• [WHAT IS NEEDED]: Copy out the items exactly, beginning at the line containing "target: <item>green lawn</item>" and continuing through the end of the items.

(Picture annotation items)
= = =

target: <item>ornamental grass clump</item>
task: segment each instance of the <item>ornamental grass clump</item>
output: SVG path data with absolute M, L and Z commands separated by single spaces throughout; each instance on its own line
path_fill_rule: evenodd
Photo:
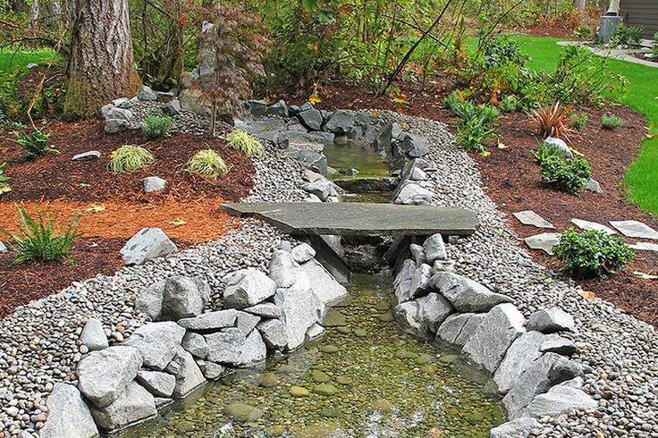
M 229 171 L 222 156 L 213 149 L 200 150 L 194 154 L 188 161 L 187 169 L 209 180 L 216 180 Z
M 82 233 L 76 231 L 78 222 L 82 215 L 73 218 L 66 230 L 60 233 L 55 228 L 57 215 L 50 215 L 50 207 L 42 214 L 35 207 L 36 217 L 32 217 L 22 206 L 17 206 L 21 220 L 21 230 L 11 233 L 0 228 L 0 232 L 7 235 L 11 240 L 7 246 L 16 254 L 12 265 L 21 265 L 31 260 L 61 260 L 66 258 L 73 265 L 71 258 L 71 248 L 73 241 Z
M 226 136 L 229 147 L 235 149 L 245 156 L 262 156 L 265 147 L 257 139 L 242 130 L 235 129 Z
M 124 145 L 110 156 L 110 169 L 121 173 L 131 173 L 154 163 L 156 159 L 148 149 L 140 146 Z
M 598 230 L 578 232 L 572 228 L 564 232 L 553 252 L 564 263 L 563 270 L 576 278 L 603 279 L 634 257 L 633 251 L 618 236 Z

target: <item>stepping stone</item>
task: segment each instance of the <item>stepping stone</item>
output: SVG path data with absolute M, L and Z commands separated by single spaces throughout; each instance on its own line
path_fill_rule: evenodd
M 605 225 L 602 225 L 601 223 L 597 223 L 595 222 L 583 221 L 582 219 L 571 219 L 571 223 L 581 230 L 594 230 L 597 232 L 603 232 L 608 235 L 617 234 L 617 232 L 615 232 L 612 228 L 606 227 Z
M 560 243 L 559 232 L 543 232 L 524 239 L 526 245 L 531 249 L 541 249 L 549 256 L 553 256 L 553 248 Z
M 524 225 L 532 225 L 537 228 L 555 228 L 553 223 L 544 219 L 532 210 L 524 210 L 514 213 L 514 217 Z
M 626 237 L 637 239 L 654 239 L 658 240 L 658 232 L 638 221 L 616 221 L 610 223 Z
M 0 243 L 0 246 L 2 244 Z M 649 243 L 649 242 L 637 242 L 634 245 L 628 245 L 631 249 L 635 249 L 637 251 L 654 251 L 658 252 L 658 245 L 655 243 Z M 2 252 L 2 248 L 0 248 L 0 252 Z

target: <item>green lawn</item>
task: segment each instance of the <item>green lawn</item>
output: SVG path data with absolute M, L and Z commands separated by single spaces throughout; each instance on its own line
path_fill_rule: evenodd
M 557 38 L 516 37 L 526 52 L 532 57 L 531 68 L 554 68 L 561 46 Z M 610 97 L 643 114 L 658 134 L 658 69 L 617 59 L 610 62 L 612 70 L 626 76 L 628 80 L 626 93 L 612 94 Z M 644 210 L 658 214 L 658 135 L 642 144 L 639 156 L 631 164 L 624 180 L 630 198 Z
M 0 72 L 12 72 L 19 67 L 25 67 L 30 63 L 47 63 L 54 55 L 54 52 L 47 48 L 16 53 L 5 49 L 0 52 Z

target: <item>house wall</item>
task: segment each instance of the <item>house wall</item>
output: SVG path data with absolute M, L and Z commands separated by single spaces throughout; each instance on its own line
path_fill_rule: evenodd
M 645 38 L 658 32 L 658 0 L 621 0 L 620 6 L 625 26 L 642 26 Z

= = =

• [RESPONSE TO THE EXERCISE]:
target: <item>green lawn</item>
task: segment each instance of the <item>green lawn</item>
output: SVG path data with absolute M, L and Z commands separated by single spaces throughout; each instance on its own line
path_fill_rule: evenodd
M 557 38 L 516 37 L 526 52 L 532 57 L 531 68 L 554 68 L 561 46 Z M 610 97 L 643 114 L 658 134 L 658 69 L 617 59 L 610 62 L 612 70 L 626 76 L 628 80 L 626 93 L 612 94 Z M 644 210 L 658 214 L 658 135 L 642 144 L 639 156 L 631 164 L 624 180 L 630 198 Z
M 0 72 L 12 72 L 19 67 L 25 67 L 30 63 L 47 63 L 54 55 L 54 52 L 47 48 L 16 53 L 5 49 L 0 52 Z

target: <item>house wall</item>
task: segment each instance of the <item>house wall</item>
output: SVG path data with absolute M, L and Z commands separated by single spaces throughout; each instance on its own line
path_fill_rule: evenodd
M 645 38 L 658 32 L 658 0 L 621 0 L 620 6 L 625 26 L 642 26 Z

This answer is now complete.